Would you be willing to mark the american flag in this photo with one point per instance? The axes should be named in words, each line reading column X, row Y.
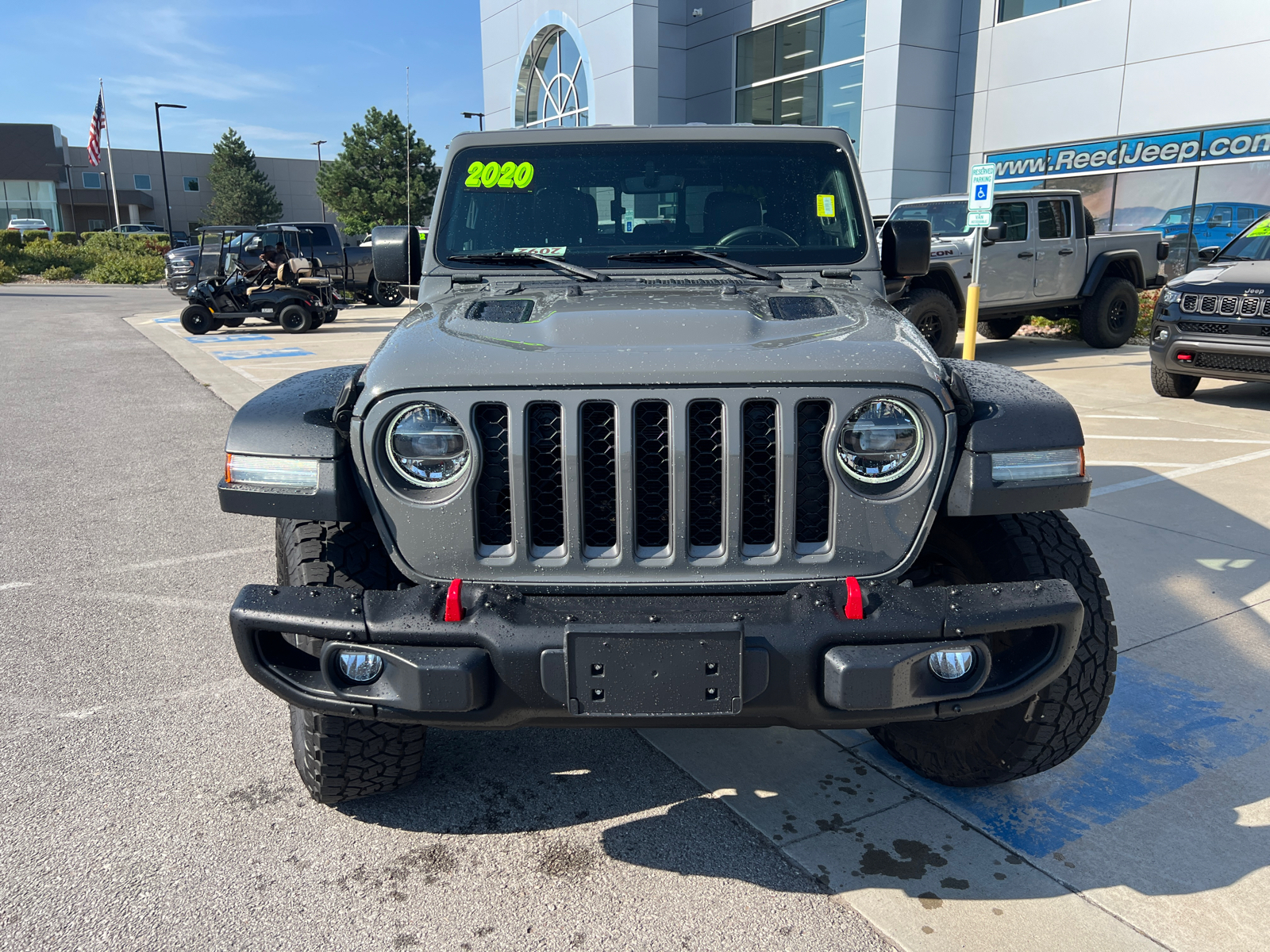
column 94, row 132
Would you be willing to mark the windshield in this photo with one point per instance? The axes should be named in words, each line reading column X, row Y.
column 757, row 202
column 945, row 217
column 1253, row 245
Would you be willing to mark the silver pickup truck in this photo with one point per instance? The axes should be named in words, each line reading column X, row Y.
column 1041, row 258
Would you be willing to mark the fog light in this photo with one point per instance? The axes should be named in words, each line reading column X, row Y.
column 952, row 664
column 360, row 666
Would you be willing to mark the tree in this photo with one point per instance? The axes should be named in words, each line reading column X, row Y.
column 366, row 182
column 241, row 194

> Required task
Copy, without any change, the entries from the line containing "Would you be willing to mark the tree" through the end of the entries, including both ends.

> Result of this exercise
Would you be willing to mark the tree in this photo with one point per instance? The axes should be named in words, each line reading column X, row Y.
column 366, row 182
column 241, row 194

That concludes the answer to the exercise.